DATA ROWS:
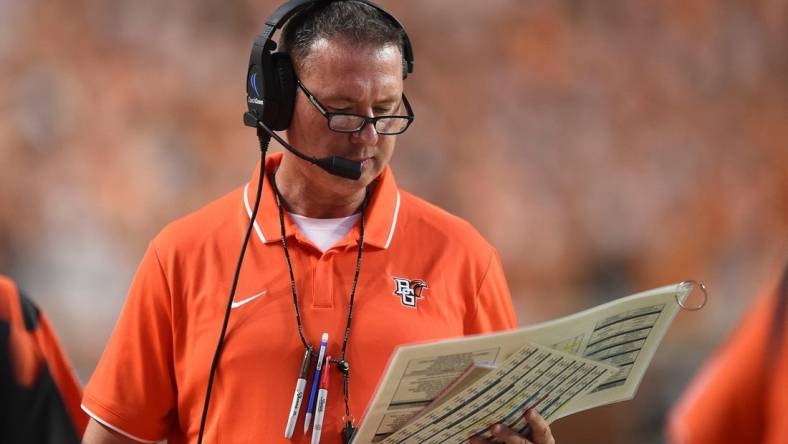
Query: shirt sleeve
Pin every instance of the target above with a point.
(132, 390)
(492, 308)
* * *
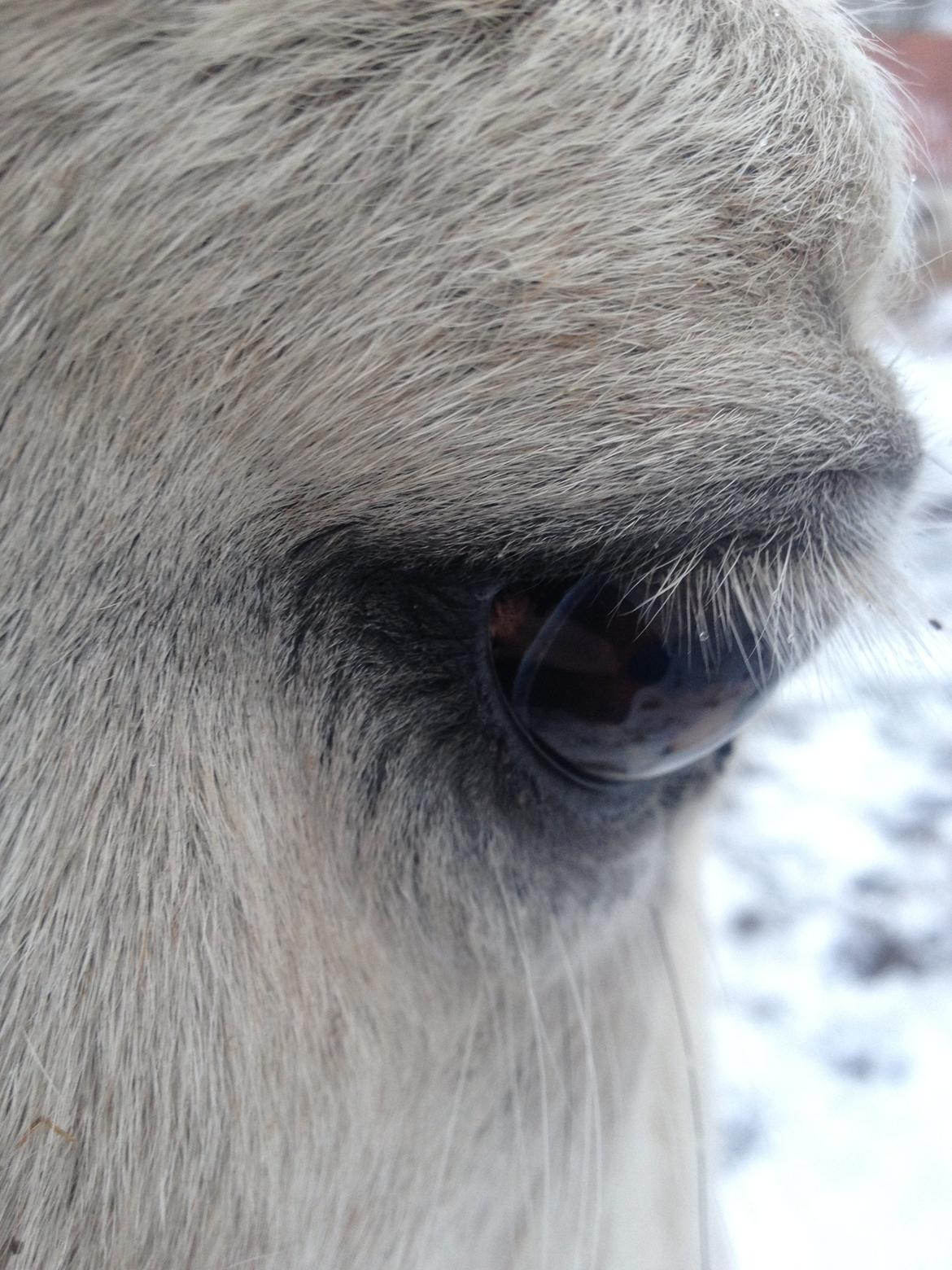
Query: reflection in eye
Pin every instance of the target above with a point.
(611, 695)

REQUIRED WORK: Extract every line of the entries above that contains the word "Query", and reproduce each such line verbatim.

WORKED ANSWER:
Query: shirt sleeve
Query: reflection in eye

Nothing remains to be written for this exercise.